Summarize the biography of Joe C. Davis Jr. below in two sentences.

■ Selected passage:
+++
- Born: Joseph Columbus Davis Jr. June 15, 1919 Cincinnati, Ohio, U.S.
- Died: November 26, 1989 (aged 70) Nashville, Tennessee, U.S.
- Education: Montgomery Bell Academy Vanderbilt University
- Occupation: Businessman

= Joe C. Davis Jr. =

American tennis player and businessman

Joseph Columbus Davis Jr. (June 15, 1919 – November 26, 1989) was an American businessman and tennis player.

==Early life==
Joseph Columbus Davis was born in 1919 in Cincinnati, Ohio. His father was Joseph Columbus. His mother, Frances Bond Davis, was a feminist activist who supported the Nineteenth Amendment to the United States Constitution of 1920. He had a brother, Rascoe Bond Davis, and a sister, Bond Davis DeLoache. His family moved to Nashville, Tennessee at an early age.

He attended Montgomery Bell Academy, where he started playing tennis. Davis was implored to come to Vanderbilt by Dr. Tom Zerfoss. He graduated from Vanderbilt University, where he won 35 titles, including three Southeastern Conference championships, between 1936 and 1942. He also played on the Vanderbilt basketball team. During Davis' freshman year at Vanderbilt his father died . To support his family, he sold tailor-made suits to fraternities on campus.
+++
■ Recorded data:
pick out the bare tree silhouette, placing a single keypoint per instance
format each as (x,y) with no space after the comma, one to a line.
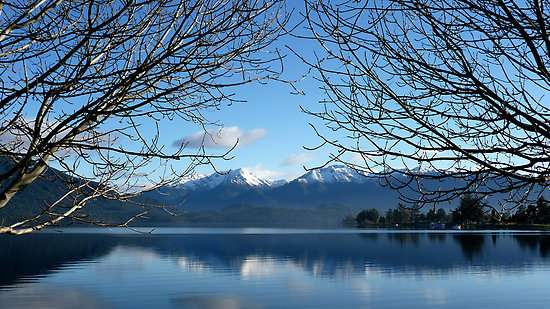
+++
■ The reply: Joseph Columbus Davis Jr. (1919–1989) was an American businessman and tennis player who was born in Cincinnati, Ohio, and whose family moved to Nashville, Tennessee, at an early age. He started playing tennis at Montgomery Bell Academy and at Vanderbilt University won 35 titles between 1936 and 1942, including three Southeastern Conference championships, while also playing basketball and selling tailor-made suits to support his family after his father died during his freshman year.